::: Excerpted text :::

High Court Of Gujarat|30 April, 2012
|

JUDGMENT / ORDER

[1] By way of these appeals, the appellant – Insurance Company has challenged the impugned judgment and award dated 11.05.2005 passed by the learned Additional Sessions Judge, Fast Track Court, Surendrnagar in Motor Accident Claim Petition Nos.722/1994 to 725/1994.
[2] The brief facts of the present appeals are that on 08.05.1994, the deceased as well as injured were travelling in Car bearing No.GJ- 12-9918 from Vadala to Valsad. The said car was being driven by deceased Chhaganlal. When the said car reached Mithapur Village, the said car was given a dash by offending truck bearing No.GJ-35- 1415, which was being driven rashly and negligently and on its wrong side. In the said accident some claimants had died and some claimants had sustained serious injuries and hence, they have filed claim petitions for different compensation before the Tribunal.

::: Given material :::

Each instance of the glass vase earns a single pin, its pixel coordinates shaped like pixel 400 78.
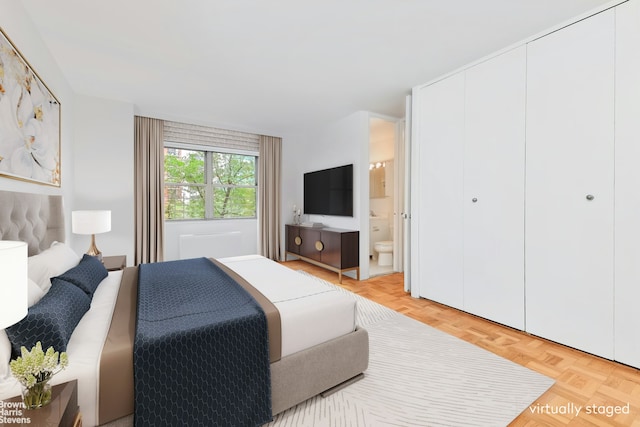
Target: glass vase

:::

# Set task 1
List every date that appears in the court judgment.
# Set task 2
From the court judgment, extract the passage starting at "High Court Of" and ending at "Nos.722/1994 to 725/1994.".
# Set task 3
Extend the court judgment on the motor accident claim appeals, picking up right after its final sentence.
The material above has no part in this work.

# Exercise response 1
- 30 April, 2012
- 11.05.2005
- 08.05.1994

# Exercise response 2
High Court Of Gujarat|30 April, 2012
|

JUDGMENT / ORDER

[1] By way of these appeals, the appellant – Insurance Company has challenged the impugned judgment and award dated 11.05.2005 passed by the learned Additional Sessions Judge, Fast Track Court, Surendrnagar in Motor Accident Claim Petition Nos.722/1994 to 725/1994.

# Exercise response 3
[3] M.A.C.P. No.722 of 1994 is filed by the owner of the aforesaid car claiming compensation of Rs.2,00,000/- for damage caused to the car. Considering the evidence produced on record, the Tribunal awarded Rs.60,743/- for damage caused to the car.
M.A.C.P. No.723 of 1994 is filed by the heirs and legal representatives of the deceased Chhaganlal who was driving the car at the relevant point of time claiming compensation of Rs.5,00,000/-.
The Tribunal has considered the income of the deceased Chhaganlal at Rs.4,500/- p.m and deducted 1/5 therefrom towards personal expenses and arrived at Rs.3,600/- p.m. to be the monthly dependency. He then applied multiplier of 15 and awarded Rs.6,48,000 under the head of loss of dependency. Over and above, the Tribunal has also awarded Rs.90,000/- under the head of loss of estate and Rs.5,000/- towards funeral charges and Rs.5,000/- towards transportation. Thus, in all Rs.7,48,000/- is awarded by the Tribunal to the claimants in M.A.C.P. No.723 of 1994.
M.A.C.P. No.724 of 1994 is filed by the injured Maniben claiming compensation of Rs.25,000/-. After considering the evidence produced on record, the Tribunal has awarded Rs.22,500/- as compensation to the claimant.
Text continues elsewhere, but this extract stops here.